ФРАГМЕНТ СТРАНИЦЫ>
Поэтому Советы, как представляется, особенно стараются держать открытой возможность проведения переговоров по ограничению стратегических вооружений. Для этого существовало множество причин: это мог бы быть тактический прием с целью восстановления респектабельности; это мог бы быть маневр с целью раскола альянса путем разыгрывания карты опасения американо-советского кондоминиума; это мог бы быть тот факт, что Советы полагали, что разумный стабильный стратегический баланс необходим, и в силу этого решили попытаться стабилизировать гонку вооружений на нынешнем уровне. Наш ответ зависел от собственной концепции по этой проблеме. Наша прежняя политика зачастую представляла собой «укрепление мер доверия» ради самого этого процесса, в надежде, что по мере роста доверия напряженность будет уменьшаться. Но если считать, что напряженность выросла в результате разногласий по конкретным вопросам, тогда метод решения проблемы заключается в том, чтобы начать работать над устранением тех разногласий. Длительный мир зависел от урегулирования политических вопросов, которые разделяли две ядерные сверхдержавы.

ЗАДАНИЕ 1>
Посчитайте строки ниже, в которых встречается слово «carpet». В ответе укажите только их число.

Записи набора данных о расположении объектов>
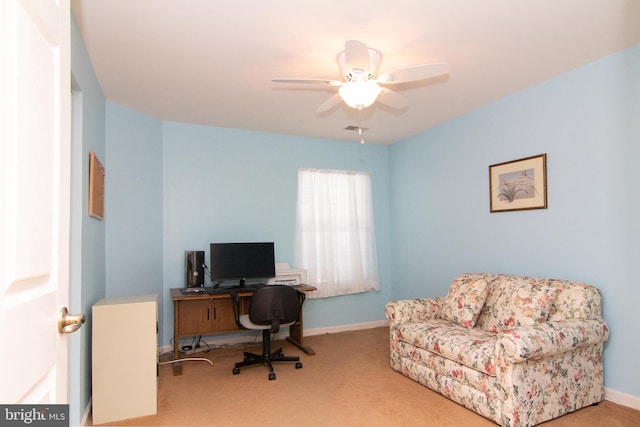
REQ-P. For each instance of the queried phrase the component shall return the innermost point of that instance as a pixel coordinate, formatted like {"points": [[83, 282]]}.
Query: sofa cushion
{"points": [[474, 348], [465, 299], [516, 301], [575, 300]]}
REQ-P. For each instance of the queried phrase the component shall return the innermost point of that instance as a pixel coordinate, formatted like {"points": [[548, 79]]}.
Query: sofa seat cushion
{"points": [[474, 348], [516, 301], [465, 299]]}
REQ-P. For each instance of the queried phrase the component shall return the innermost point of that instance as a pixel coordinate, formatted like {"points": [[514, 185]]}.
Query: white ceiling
{"points": [[211, 61]]}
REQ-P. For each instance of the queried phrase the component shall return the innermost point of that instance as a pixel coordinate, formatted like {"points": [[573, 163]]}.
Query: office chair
{"points": [[270, 308]]}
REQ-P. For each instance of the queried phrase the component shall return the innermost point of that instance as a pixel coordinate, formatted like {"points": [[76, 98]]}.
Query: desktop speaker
{"points": [[194, 269]]}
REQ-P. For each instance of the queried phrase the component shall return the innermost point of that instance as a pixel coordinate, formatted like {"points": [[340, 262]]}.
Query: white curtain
{"points": [[335, 233]]}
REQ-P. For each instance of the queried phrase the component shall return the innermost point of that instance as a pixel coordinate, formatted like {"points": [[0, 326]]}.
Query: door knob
{"points": [[69, 323]]}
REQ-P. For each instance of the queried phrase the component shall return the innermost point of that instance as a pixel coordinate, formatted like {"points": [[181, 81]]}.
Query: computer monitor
{"points": [[241, 261]]}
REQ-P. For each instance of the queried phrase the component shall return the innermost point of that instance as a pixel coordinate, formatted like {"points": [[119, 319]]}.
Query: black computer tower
{"points": [[194, 269]]}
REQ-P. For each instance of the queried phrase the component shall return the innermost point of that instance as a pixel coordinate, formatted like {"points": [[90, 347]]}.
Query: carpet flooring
{"points": [[347, 383]]}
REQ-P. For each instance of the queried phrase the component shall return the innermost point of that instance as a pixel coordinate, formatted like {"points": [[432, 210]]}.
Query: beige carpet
{"points": [[347, 383]]}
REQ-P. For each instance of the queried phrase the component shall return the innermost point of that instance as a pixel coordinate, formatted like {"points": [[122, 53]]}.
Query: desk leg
{"points": [[177, 366], [295, 336]]}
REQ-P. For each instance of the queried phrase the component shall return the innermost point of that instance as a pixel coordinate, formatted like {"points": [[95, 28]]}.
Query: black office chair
{"points": [[270, 308]]}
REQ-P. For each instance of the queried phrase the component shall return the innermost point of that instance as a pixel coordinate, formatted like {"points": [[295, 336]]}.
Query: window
{"points": [[335, 233]]}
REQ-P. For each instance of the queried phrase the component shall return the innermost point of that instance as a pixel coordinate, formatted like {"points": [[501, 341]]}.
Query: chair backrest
{"points": [[274, 305]]}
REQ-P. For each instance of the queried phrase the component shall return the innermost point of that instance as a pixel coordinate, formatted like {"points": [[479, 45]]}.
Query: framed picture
{"points": [[519, 184], [96, 187]]}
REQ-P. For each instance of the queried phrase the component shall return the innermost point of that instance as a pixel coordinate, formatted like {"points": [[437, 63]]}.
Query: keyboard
{"points": [[219, 290]]}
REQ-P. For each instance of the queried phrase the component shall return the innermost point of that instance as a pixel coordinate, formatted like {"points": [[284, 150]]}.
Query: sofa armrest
{"points": [[414, 310], [546, 339]]}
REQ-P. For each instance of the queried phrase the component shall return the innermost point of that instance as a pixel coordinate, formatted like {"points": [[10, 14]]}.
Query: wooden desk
{"points": [[207, 314]]}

ЗАДАНИЕ 2>
Процитируйте полностью и без изменений приведенный выше текст о переговорах по ограничению стратегических вооружений.

РЕЗУЛЬТАТ 1>
2

РЕЗУЛЬТАТ 2>
Поэтому Советы, как представляется, особенно стараются держать открытой возможность проведения переговоров по ограничению стратегических вооружений. Для этого существовало множество причин: это мог бы быть тактический прием с целью восстановления респектабельности; это мог бы быть маневр с целью раскола альянса путем разыгрывания карты опасения американо-советского кондоминиума; это мог бы быть тот факт, что Советы полагали, что разумный стабильный стратегический баланс необходим, и в силу этого решили попытаться стабилизировать гонку вооружений на нынешнем уровне. Наш ответ зависел от собственной концепции по этой проблеме. Наша прежняя политика зачастую представляла собой «укрепление мер доверия» ради самого этого процесса, в надежде, что по мере роста доверия напряженность будет уменьшаться. Но если считать, что напряженность выросла в результате разногласий по конкретным вопросам, тогда метод решения проблемы заключается в том, чтобы начать работать над устранением тех разногласий. Длительный мир зависел от урегулирования политических вопросов, которые разделяли две ядерные сверхдержавы.